··· Представленные данные ···
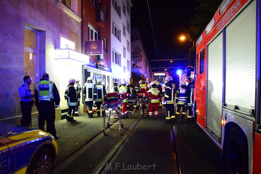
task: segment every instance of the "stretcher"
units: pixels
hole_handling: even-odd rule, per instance
[[[144,113],[146,112],[147,116],[148,116],[150,96],[145,96],[143,93],[140,93],[134,95],[135,96],[135,97],[130,98],[128,99],[128,102],[132,102],[133,105],[136,105],[130,114],[130,117],[132,118],[133,115],[139,115],[142,118],[144,116]],[[139,112],[138,113],[135,113],[136,111]]]
[[[106,134],[105,129],[105,118],[109,116],[109,120],[107,121],[107,127],[110,128],[112,124],[119,124],[119,132],[120,134],[121,127],[123,128],[123,124],[121,121],[121,106],[122,104],[122,97],[121,95],[116,92],[108,93],[105,96],[102,108],[104,111],[103,115],[103,134]],[[119,118],[118,123],[110,123],[111,117]]]

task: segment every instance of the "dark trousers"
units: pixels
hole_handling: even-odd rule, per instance
[[[92,106],[93,104],[93,101],[88,101],[85,102],[85,104],[86,104],[88,108],[88,110],[89,110],[88,113],[88,116],[90,117],[92,117],[93,114],[92,113]]]
[[[56,131],[54,125],[55,120],[55,108],[54,103],[51,101],[41,101],[37,105],[39,112],[38,124],[39,129],[44,130],[44,121],[46,120],[46,127],[53,136],[56,136]]]
[[[181,107],[182,107],[182,113],[181,115],[181,117],[182,118],[185,118],[185,116],[186,115],[186,109],[187,109],[187,107],[185,105],[185,104],[181,105],[178,104],[177,105],[177,110],[176,111],[176,115],[177,117],[179,116],[180,112],[180,109],[181,109]]]
[[[100,115],[100,111],[102,111],[102,115],[103,116],[104,114],[104,112],[103,111],[103,110],[102,109],[101,110],[101,107],[100,105],[102,104],[102,103],[103,102],[103,101],[96,101],[95,102],[95,104],[96,104],[96,106],[97,107],[97,115],[99,116]]]
[[[32,111],[32,107],[31,103],[21,101],[20,102],[21,105],[21,111],[22,111],[22,119],[21,120],[21,125],[26,126],[30,126],[32,118],[31,114]]]

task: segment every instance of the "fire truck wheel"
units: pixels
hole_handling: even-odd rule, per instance
[[[248,173],[247,140],[239,128],[233,128],[229,131],[226,147],[227,163],[230,173]]]

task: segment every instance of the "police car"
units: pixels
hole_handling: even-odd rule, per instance
[[[0,173],[51,173],[58,147],[41,130],[0,123]]]

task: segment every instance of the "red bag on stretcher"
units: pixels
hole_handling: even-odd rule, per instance
[[[123,100],[121,94],[113,92],[107,93],[103,99],[103,103],[117,103]]]

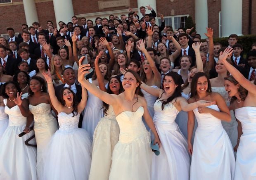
···
Что нужно сделать
Приведите все строки приведенных выше данных, в которых встречается слово «every».

Результат ниже
task: segment every instance of the "stretcher"
task: segment every instance of the "dark trousers"
task: segment every instance of the "fire truck wheel"
task: segment every instance of the "police car"
task: segment every instance of the "red bag on stretcher"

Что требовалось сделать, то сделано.